Task description: Convert every line of the listing below into a JSON list of strings, one string per line, omitting any blank lines.

= = = =

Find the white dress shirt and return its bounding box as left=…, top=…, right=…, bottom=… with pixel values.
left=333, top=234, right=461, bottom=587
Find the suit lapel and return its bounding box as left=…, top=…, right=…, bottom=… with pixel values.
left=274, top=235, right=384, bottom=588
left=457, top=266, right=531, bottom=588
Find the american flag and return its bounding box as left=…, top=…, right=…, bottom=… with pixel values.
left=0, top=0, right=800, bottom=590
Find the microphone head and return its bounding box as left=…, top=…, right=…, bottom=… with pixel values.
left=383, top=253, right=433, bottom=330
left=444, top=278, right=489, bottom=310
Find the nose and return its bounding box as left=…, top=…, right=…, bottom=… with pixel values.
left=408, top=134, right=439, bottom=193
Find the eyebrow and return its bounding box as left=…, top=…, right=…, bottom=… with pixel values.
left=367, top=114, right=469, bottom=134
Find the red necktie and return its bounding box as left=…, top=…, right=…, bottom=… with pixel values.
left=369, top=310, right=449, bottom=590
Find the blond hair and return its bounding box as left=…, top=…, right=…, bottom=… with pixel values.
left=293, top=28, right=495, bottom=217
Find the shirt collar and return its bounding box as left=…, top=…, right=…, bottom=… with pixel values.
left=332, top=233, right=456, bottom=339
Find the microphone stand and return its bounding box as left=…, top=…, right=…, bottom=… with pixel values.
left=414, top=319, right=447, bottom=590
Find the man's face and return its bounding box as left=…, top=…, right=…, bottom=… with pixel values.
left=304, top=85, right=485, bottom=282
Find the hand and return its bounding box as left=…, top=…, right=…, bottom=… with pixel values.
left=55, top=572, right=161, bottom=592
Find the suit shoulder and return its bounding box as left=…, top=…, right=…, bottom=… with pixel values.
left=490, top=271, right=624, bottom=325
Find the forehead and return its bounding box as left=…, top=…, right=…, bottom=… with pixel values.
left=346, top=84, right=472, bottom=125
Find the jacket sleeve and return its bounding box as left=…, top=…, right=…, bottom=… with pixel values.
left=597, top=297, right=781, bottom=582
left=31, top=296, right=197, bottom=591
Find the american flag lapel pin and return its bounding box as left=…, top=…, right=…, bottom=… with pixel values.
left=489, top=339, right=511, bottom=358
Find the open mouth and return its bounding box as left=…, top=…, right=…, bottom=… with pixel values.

= = = =

Task result:
[
  "Find the white dress shirt and return its bounding box as left=…, top=…, right=…, bottom=… with pixel values.",
  "left=333, top=234, right=461, bottom=587",
  "Find the suit lapel and return its bounding box as left=…, top=…, right=…, bottom=… with pixel values.",
  "left=274, top=235, right=384, bottom=588",
  "left=457, top=266, right=531, bottom=588",
  "Find the american flag and return its bounding box as left=…, top=…, right=…, bottom=… with pixel values.",
  "left=0, top=0, right=800, bottom=590",
  "Find the microphone head and return its bounding box as left=…, top=…, right=…, bottom=… with pixel values.",
  "left=383, top=253, right=433, bottom=330",
  "left=444, top=278, right=489, bottom=310",
  "Find the nose and return its bounding box as left=…, top=…, right=…, bottom=… with pixel values.",
  "left=408, top=134, right=439, bottom=193",
  "Find the eyebrow and return its bounding box as left=…, top=…, right=…, bottom=… with pixel values.",
  "left=367, top=114, right=469, bottom=134",
  "Find the red necktie and return its bounding box as left=…, top=…, right=…, bottom=… with pixel values.",
  "left=369, top=310, right=449, bottom=590",
  "Find the blond hair and return its bounding box as left=…, top=…, right=…, bottom=… with pixel values.",
  "left=293, top=28, right=495, bottom=217",
  "Find the shirt collar and return its bounding box as left=…, top=…, right=…, bottom=… with pixel values.",
  "left=332, top=233, right=456, bottom=339",
  "Find the microphone stand and return its bounding box as left=…, top=…, right=…, bottom=… with pixel values.",
  "left=414, top=319, right=447, bottom=590",
  "Find the man's face and return its bounding box as left=…, top=…, right=…, bottom=… with pixel values.",
  "left=304, top=85, right=485, bottom=282",
  "Find the hand and return its bounding box as left=…, top=…, right=…, bottom=… with pixel values.",
  "left=55, top=572, right=161, bottom=592",
  "Find the suit shoulder and return its bounding box as left=…, top=…, right=…, bottom=… with pixel values.",
  "left=490, top=271, right=624, bottom=325",
  "Find the forehead and return its bounding box as left=…, top=…, right=…, bottom=… with pixel values.",
  "left=346, top=84, right=472, bottom=125",
  "Find the jacket sleeve and return its bounding box as left=…, top=…, right=…, bottom=… with pixel values.",
  "left=597, top=297, right=781, bottom=582",
  "left=31, top=296, right=197, bottom=591",
  "Find the american flag lapel pin and return its bounding box as left=…, top=…, right=…, bottom=… with pixel values.",
  "left=489, top=339, right=511, bottom=358",
  "Find the open mouth and return its bounding box as left=…, top=…, right=…, bottom=… with pixel values."
]